**WHAT YOU SHOULD DO**
Count how many lines in the items below contain the word "where". Reply with that number alone.

**MATERIAL PROVIDED**
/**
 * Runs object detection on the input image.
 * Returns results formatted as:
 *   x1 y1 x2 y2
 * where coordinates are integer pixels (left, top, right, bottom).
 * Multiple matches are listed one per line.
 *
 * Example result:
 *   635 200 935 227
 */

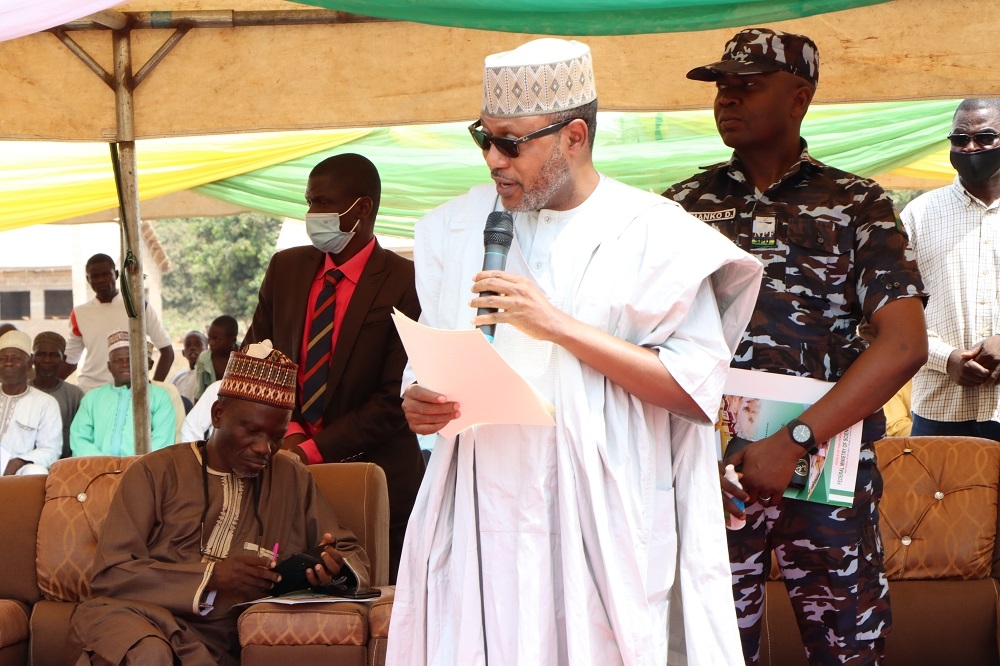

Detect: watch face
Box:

**FINAL RESULT**
1